PROVIDED TEXT —
If you see someone selling arum lillies you must call City Law Enforcement on (021) 596 1400/1424
It is the start of Arum Lily season. A tiny endangered Arum Lily Micro Frog breeds inside the water and dew held in the cup of these Lilies. We are desperate to curtail the gross destruction of Lilies. Please don't buy Lilies sold at traffic intersections.
Would you please do a tiny bit, and just FWD this email?
As Spring was about to be sprung, this warning spread faster than frogs in breeding season. During August 2010, it began doing the e-mail rounds, and was then taken up by blogs and community web sites. The popular Urban Sprout blog reported on 12 August:
Arum lily season is here! You'll know this because at any number of lights around the city, some well-meaning chap will thrust a bunch at your window. And the temptation to buy these gorgeous flowers is enormous.
I've been aware that one shouldn't buy as they're being picked in the wild, destroying the natural balance of what remains of the natural wetlands, wild places and roadsides along which they grow (they're regarded as one of the wild flowers of the flower route and indicated in reports on the flowers).
But what I didn't know is that the endangered arum lily micro frog breeds in the water and dew held in the cup of these lilies.

TASK MATERIAL —

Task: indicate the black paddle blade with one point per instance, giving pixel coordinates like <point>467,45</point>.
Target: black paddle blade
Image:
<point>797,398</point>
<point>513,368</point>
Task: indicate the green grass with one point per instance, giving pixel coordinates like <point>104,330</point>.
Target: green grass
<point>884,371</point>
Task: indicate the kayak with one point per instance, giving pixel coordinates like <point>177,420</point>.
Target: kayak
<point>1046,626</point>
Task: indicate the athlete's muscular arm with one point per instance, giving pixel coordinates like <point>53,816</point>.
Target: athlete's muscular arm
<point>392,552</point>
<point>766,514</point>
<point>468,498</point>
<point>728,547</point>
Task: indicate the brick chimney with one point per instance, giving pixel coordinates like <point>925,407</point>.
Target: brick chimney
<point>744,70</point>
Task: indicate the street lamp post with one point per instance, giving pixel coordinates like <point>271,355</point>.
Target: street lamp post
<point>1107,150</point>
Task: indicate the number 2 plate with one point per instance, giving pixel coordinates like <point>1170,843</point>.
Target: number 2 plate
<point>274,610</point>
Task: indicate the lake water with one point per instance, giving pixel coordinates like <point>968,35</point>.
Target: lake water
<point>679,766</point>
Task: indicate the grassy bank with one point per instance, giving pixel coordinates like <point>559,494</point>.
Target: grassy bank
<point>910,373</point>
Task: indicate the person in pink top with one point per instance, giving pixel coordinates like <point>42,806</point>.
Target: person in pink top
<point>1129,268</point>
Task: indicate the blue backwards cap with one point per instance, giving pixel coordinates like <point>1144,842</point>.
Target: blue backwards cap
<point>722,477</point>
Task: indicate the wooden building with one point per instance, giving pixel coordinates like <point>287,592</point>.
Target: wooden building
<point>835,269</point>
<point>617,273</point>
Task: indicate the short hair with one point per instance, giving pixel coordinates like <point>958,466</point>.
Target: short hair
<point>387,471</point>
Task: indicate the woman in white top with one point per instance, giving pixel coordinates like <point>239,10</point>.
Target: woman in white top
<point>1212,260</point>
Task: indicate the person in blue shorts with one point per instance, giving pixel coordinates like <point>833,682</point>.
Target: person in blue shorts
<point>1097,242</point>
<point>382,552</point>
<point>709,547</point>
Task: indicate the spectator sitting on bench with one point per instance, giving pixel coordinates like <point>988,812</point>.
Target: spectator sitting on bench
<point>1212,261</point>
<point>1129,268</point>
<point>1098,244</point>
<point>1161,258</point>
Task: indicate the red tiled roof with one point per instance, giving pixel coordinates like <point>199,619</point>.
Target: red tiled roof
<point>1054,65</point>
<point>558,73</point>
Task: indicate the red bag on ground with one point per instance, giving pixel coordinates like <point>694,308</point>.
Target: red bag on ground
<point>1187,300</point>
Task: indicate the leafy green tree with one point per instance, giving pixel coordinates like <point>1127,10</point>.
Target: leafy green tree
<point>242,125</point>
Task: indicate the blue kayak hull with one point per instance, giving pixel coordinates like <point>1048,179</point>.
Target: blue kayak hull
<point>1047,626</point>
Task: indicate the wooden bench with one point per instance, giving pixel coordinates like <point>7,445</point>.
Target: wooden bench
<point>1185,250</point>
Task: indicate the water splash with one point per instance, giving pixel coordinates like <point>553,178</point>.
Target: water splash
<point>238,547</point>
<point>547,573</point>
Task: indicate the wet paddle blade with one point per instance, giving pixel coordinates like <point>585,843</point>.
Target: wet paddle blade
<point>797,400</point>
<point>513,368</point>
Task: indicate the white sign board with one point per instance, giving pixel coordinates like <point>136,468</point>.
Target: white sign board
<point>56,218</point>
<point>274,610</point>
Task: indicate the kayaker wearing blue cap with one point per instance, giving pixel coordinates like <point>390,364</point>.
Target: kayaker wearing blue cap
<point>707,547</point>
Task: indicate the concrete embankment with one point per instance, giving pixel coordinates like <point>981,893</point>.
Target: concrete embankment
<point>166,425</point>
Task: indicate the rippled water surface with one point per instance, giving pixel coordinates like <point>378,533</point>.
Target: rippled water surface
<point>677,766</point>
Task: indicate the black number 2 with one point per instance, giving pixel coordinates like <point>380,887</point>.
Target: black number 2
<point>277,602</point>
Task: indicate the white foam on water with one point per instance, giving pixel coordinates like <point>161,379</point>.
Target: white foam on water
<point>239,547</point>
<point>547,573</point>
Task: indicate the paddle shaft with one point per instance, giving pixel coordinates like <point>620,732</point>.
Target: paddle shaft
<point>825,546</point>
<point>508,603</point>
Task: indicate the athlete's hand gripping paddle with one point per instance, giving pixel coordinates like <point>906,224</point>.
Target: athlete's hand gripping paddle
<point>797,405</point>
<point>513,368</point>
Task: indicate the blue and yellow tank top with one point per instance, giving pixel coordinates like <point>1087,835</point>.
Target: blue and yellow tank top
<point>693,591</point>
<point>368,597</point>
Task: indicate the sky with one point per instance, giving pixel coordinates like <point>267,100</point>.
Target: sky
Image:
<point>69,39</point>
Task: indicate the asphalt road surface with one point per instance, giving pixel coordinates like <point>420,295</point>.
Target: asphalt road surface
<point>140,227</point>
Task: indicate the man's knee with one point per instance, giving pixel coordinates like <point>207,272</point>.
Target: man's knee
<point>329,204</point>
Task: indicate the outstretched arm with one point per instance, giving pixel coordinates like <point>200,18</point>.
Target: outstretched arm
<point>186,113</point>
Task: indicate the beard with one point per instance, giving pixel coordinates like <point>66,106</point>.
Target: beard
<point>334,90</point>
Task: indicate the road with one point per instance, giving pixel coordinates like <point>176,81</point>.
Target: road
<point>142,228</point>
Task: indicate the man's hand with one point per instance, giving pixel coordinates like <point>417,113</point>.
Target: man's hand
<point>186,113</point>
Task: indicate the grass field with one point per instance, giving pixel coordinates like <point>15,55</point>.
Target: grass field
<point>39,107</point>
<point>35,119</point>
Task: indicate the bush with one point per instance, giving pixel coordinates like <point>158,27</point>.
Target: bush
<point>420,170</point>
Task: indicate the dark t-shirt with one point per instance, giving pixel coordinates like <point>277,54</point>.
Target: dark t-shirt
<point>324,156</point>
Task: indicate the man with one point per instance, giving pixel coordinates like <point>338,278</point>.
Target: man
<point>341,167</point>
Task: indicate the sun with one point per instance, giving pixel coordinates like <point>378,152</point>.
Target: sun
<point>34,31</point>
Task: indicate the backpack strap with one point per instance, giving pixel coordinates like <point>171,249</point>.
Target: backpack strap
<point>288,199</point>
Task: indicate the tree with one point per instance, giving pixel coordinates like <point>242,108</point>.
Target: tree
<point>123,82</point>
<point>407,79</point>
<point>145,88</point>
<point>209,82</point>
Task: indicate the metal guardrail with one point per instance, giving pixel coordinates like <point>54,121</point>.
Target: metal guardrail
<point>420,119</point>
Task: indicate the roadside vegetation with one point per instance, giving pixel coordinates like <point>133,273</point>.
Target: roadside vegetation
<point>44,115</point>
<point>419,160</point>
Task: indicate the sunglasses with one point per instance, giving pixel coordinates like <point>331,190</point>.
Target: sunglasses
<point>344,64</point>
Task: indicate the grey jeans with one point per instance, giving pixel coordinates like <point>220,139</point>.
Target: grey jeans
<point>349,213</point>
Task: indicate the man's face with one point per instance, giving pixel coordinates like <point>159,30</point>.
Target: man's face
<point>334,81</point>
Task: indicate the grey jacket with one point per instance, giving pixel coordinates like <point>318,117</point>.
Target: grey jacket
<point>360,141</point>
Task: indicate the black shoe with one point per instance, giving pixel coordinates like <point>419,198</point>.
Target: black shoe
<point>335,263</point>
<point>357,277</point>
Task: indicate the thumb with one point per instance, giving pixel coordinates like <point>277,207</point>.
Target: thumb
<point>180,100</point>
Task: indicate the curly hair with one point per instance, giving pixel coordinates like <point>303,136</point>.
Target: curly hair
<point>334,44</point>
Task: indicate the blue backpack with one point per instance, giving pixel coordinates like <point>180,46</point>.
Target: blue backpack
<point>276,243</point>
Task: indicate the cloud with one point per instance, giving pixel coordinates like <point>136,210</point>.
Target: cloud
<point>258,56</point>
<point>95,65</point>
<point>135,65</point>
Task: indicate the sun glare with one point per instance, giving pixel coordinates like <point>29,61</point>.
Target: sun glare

TASK REQUIREMENTS —
a - Scale the records from their first line through the line containing "<point>617,273</point>", inclusive, and reproduce every line with the requests intact. Multiply each coordinate in the answer points by 1.9 and round to the nearest whole number, with halves rounding up. Leave the coordinates in the requests' format samples unchanged.
b - Write the next part of the text on the arum lily frog warning, starting after its last sentence.
The text about the arum lily warning and the records come from unrelated sources.

ANSWER LIST —
a -
Task: indicate the black paddle blade with one point per instance, giving pixel coordinates like <point>467,45</point>.
Target: black paddle blade
Image:
<point>1514,756</point>
<point>975,699</point>
Task: indicate the green grass with one point per instance, giving pixel coordinates like <point>104,330</point>.
Target: green grass
<point>1680,705</point>
Task: indicate the kayak with one point per instance, giving pixel coordinates like <point>177,420</point>.
Target: kayak
<point>1987,1189</point>
Task: indicate the athlete's muscular arm with one point per instance, giving pixel coordinates like <point>53,816</point>.
Target: athlete's muscular arm
<point>745,1049</point>
<point>1455,977</point>
<point>889,946</point>
<point>1383,1039</point>
Task: indicate the brick chimney with one point per instance, giving pixel coordinates like <point>925,407</point>.
Target: brick chimney
<point>1414,133</point>
Task: indicate the street lamp post with one point per instance, giving pixel coordinates like <point>271,355</point>.
Target: street lamp post
<point>2103,285</point>
Task: indicate the number 2 plate with one point per instance, giving pixel coordinates like <point>1170,843</point>.
Target: number 2 plate
<point>521,1159</point>
Task: indicate the lake water with one point per instance, giving pixel coordinates like <point>968,35</point>.
Target: lake water
<point>1290,1455</point>
Task: indicate the grassy bank with one point per instance, giving pixel coordinates like <point>559,494</point>.
Target: grassy bank
<point>1729,709</point>
Task: indicate the person in pink top with one point per instance, giving pixel coordinates like <point>42,806</point>.
Target: person in pink top
<point>2145,509</point>
Task: indicate the blue backwards cap with one point per instance, giving pixel coordinates like <point>1144,842</point>.
Target: blue backwards cap
<point>1372,906</point>
Task: indicate the wooden building with one point per instance, giving pixel coordinates like <point>287,592</point>.
Target: wooden building
<point>1587,511</point>
<point>1172,519</point>

b -
The Cape Tourist Guide Association came over all sentimental, headlining their version of the plea, "ARUM LILY Micro froggie – PLEASE". They then ran the exact text that went with the e-mail version quoted above, as well as this image that accompanied the e-mail:
The truly sad part about this plea is that the Arum Lily Micro Frog ... does ... not ... exist.
It is an urban legend, cobbled together from two distinct species of frog, the sprouting of flower sellers on the streets of Cape Town as spring approaches, and good old fashioned misinformation. Mix in the discovery of a new species of micro frog as the urban legend was spreading, and suddenly our inboxes were no longer safe from the amphibian invasion.
The City of Cape Town made a valiant effort to quell the legend, issuing a formal statement on 30 August, along with other relevant authorities, namely Cape Nature and the South African National Biodiversity Institute. It was a masterpiece of measured, balanced analysis, in classic urban legend debunking style, although it does not use the term "urban legend":
Setting the facts straight on arum lilies and frogs
The City of Cape Town’s Environmental Resource Management (ERM) Department has noted that inaccurate information is circulating about the sale of arum lilies, and the protection of two of the Cape’s amphibians, the arum lily frog and micro frog.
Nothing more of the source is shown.